[Supplied material]
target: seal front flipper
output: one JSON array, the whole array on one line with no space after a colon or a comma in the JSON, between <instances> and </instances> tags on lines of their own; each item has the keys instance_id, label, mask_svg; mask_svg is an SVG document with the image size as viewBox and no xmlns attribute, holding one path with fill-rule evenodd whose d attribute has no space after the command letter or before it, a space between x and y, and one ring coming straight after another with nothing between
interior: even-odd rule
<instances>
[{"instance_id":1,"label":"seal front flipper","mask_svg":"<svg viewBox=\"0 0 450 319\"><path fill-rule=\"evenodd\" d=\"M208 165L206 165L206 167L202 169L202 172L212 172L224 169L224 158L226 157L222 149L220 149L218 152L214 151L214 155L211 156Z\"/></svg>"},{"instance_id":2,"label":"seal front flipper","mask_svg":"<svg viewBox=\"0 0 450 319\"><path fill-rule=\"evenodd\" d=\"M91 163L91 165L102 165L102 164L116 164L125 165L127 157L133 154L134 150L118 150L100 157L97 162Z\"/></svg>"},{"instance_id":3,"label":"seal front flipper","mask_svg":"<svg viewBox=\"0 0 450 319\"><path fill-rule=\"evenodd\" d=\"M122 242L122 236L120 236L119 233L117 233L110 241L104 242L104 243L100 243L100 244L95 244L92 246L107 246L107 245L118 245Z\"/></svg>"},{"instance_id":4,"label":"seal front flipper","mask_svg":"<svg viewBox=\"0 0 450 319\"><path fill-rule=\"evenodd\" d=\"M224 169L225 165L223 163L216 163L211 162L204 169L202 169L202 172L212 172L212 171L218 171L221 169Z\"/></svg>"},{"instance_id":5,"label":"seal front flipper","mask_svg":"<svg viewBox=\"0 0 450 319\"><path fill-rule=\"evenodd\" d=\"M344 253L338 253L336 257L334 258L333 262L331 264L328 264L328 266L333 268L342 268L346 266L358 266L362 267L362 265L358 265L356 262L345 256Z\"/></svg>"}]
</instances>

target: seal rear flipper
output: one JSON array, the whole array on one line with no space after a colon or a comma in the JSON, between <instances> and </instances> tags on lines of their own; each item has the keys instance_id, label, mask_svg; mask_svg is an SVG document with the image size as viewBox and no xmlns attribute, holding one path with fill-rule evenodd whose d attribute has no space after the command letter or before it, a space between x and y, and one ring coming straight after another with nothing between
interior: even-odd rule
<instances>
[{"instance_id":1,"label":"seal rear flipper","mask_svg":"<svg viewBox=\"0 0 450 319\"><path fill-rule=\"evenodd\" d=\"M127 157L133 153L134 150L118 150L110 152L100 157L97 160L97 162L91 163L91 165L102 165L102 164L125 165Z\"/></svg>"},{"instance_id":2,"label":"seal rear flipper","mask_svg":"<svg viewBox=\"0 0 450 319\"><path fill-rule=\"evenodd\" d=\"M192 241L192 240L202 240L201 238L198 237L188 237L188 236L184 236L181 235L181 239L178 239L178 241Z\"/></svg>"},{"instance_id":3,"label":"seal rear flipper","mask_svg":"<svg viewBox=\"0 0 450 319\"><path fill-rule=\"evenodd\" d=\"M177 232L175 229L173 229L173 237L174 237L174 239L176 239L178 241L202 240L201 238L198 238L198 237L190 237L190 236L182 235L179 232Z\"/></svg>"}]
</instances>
[/Supplied material]
◆ **What is required**:
Give back each line above precisely as it stands.

◆ **Output for this exercise**:
target: seal front flipper
output: one JSON array, the whole array on one line with no space after a colon or a comma in the JSON, between <instances> and </instances> tags on lines of their own; each item has the keys instance_id, label, mask_svg; mask_svg is an SVG document with the image size as viewBox and no xmlns attribute, holding one path with fill-rule evenodd whose d attribute has no space after the command letter or before it, a space between x and y, and one ring coming straight after another with nothing between
interior: even-odd rule
<instances>
[{"instance_id":1,"label":"seal front flipper","mask_svg":"<svg viewBox=\"0 0 450 319\"><path fill-rule=\"evenodd\" d=\"M208 165L206 165L206 167L202 169L202 172L212 172L224 169L224 158L226 157L222 149L220 149L218 152L214 151L214 155L211 156Z\"/></svg>"},{"instance_id":2,"label":"seal front flipper","mask_svg":"<svg viewBox=\"0 0 450 319\"><path fill-rule=\"evenodd\" d=\"M91 163L91 165L102 165L102 164L116 164L125 165L127 157L133 154L134 150L118 150L100 157L97 162Z\"/></svg>"},{"instance_id":3,"label":"seal front flipper","mask_svg":"<svg viewBox=\"0 0 450 319\"><path fill-rule=\"evenodd\" d=\"M122 242L122 236L120 236L119 233L117 233L110 241L104 242L104 243L100 243L100 244L95 244L92 246L107 246L107 245L118 245Z\"/></svg>"},{"instance_id":4,"label":"seal front flipper","mask_svg":"<svg viewBox=\"0 0 450 319\"><path fill-rule=\"evenodd\" d=\"M224 169L225 165L223 163L216 163L211 162L204 169L202 169L202 172L212 172L212 171L218 171L221 169Z\"/></svg>"},{"instance_id":5,"label":"seal front flipper","mask_svg":"<svg viewBox=\"0 0 450 319\"><path fill-rule=\"evenodd\" d=\"M344 253L338 253L336 257L334 258L333 262L331 264L328 264L328 266L333 268L342 268L346 266L358 266L362 267L362 265L358 265L356 262L345 256Z\"/></svg>"}]
</instances>

target: seal rear flipper
output: one JSON array, the whole array on one line with no space after a colon or a comma in the JSON, between <instances> and </instances> tags on lines of their own; each item has the keys instance_id, label, mask_svg; mask_svg is an SVG document with the image size as viewBox and no xmlns attribute, holding one path with fill-rule evenodd whose d attribute has no space after the command letter or before it, a space between x and y, and one ring coming straight after another with nothing between
interior: even-odd rule
<instances>
[{"instance_id":1,"label":"seal rear flipper","mask_svg":"<svg viewBox=\"0 0 450 319\"><path fill-rule=\"evenodd\" d=\"M127 157L133 153L134 150L118 150L110 152L100 157L97 160L97 162L91 163L91 165L102 165L102 164L125 165Z\"/></svg>"},{"instance_id":2,"label":"seal rear flipper","mask_svg":"<svg viewBox=\"0 0 450 319\"><path fill-rule=\"evenodd\" d=\"M192 241L192 240L202 240L201 238L198 237L188 237L188 236L184 236L181 235L181 239L178 239L178 241Z\"/></svg>"},{"instance_id":3,"label":"seal rear flipper","mask_svg":"<svg viewBox=\"0 0 450 319\"><path fill-rule=\"evenodd\" d=\"M177 232L175 229L173 229L173 237L174 237L174 239L176 239L178 241L202 240L201 238L198 238L198 237L190 237L190 236L182 235L179 232Z\"/></svg>"}]
</instances>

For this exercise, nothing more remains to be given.